Exercise requirements → Continue the news article below about President Trump's death-penalty tweet on the Manhattan truck attack suspect, picking up after its last sentence.
*** Selected extract ***
But if that's the outcome the President truly desires, legal experts say, tweeting about it is the worst thing he could have done.
Twenty-nine-year-old Sayfullo Saipov is accused of driving a rented truck through a Manhattan bike path on 31 October, killing eight people and injuring 12. The suspect, who officials say was inspired by Isis, has been charged with providing material support to a terrorist group and violence and destruction of motor vehicles. He has yet to enter a plea.
The day the charges were announced, Mr Trump tweeted: “NYC terrorist was happy as he asked to hang ISIS flag in his hospital room. He killed 8 people, badly injured 12. SHOULD GET DEATH PENALTY!”
But Paul Dickinson, a wrongful death attorney who has practised for almost 30 years, says Mr Trump’s comments could actually prevent the suspect from receiving the death penalty.
“If there's anything that the President could have done that would put that in jeopardy, it was tweeting out the words ‘should get death penalty’,” Mr Dickinson told The Independent. “Because that’s him putting his finger on that scale, and putting his influence on everyone in the United States about what should happen.”
*** End of Selected extract ***
*** Entries supplied ***
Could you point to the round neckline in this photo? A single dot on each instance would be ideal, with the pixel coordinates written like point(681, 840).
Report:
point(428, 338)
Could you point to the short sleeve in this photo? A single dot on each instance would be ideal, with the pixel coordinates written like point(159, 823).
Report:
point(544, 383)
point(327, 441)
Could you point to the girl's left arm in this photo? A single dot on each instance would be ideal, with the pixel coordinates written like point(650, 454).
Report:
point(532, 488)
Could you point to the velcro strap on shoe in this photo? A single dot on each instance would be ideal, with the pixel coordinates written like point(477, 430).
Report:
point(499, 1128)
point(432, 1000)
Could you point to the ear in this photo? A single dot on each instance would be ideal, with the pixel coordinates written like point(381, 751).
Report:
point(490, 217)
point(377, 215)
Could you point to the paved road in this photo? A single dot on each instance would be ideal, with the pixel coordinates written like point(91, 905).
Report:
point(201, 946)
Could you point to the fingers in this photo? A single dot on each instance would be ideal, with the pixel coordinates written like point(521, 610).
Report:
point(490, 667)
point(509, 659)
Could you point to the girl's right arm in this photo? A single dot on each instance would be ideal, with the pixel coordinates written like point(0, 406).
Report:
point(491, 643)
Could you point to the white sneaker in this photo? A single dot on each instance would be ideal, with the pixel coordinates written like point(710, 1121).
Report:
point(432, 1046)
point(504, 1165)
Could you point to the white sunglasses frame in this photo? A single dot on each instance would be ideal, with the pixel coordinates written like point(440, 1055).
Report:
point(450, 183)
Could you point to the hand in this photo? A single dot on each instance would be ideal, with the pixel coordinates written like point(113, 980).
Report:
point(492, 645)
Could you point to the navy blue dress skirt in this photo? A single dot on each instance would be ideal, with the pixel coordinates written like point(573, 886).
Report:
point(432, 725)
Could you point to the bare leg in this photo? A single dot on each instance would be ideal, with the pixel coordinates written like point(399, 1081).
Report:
*** End of Entries supplied ***
Written reply →
Other attorneys expressed similar opinions on Twitter. Andrew McCarthy, a former assistant US attorney for the Southern District of New York, tweeted: “Mr. President, we all know he should get the death penalty. But when *you* say it, it makes it harder for [the Department of Justice] to make that happen.”
“Trump helped the terrorist with this tweet,” added former prosecutor Renato Mariotti. “Now prosecutors will have to spend time dealing with motions that the jury pool is tainted.”
The issue stems from Mr Saipov’s right to a fair trial, with an impartial jury. Jurors in every trial are required to swear that their decision will be made based only on evidence provided in the courtroom. Exposure to pretrial publicity can influence a juror’s initial opinion, making them prejudiced.
“That’s why jurors are told not to read newspapers while they're in trial; that’s why they’re told not to watch TV, that’s why they’re sent to hotels at night,” Mr Dickinson explained. “...It’s to prevent people on the jury from being influenced.”
While defence attorneys usually fear the influence of TV and newspapers on jurors, Mr Trump’s Twitter account could have a greater impact than both.
“There's nobody on the planet that would have greater influence on public opinion than the President of the United States,” Mr Dickinson said.
While Mr Trump’s tweeting habit may be unprecedented, there are a few historical examples of similar situations.
In 1970, then-President Richard Nixon proclaimed cult leader Charles Manson “guilty” of eight murders in Los Angeles. Manson, however, had yet to go to trial, and Nixon was forced to walk back his comments that same day.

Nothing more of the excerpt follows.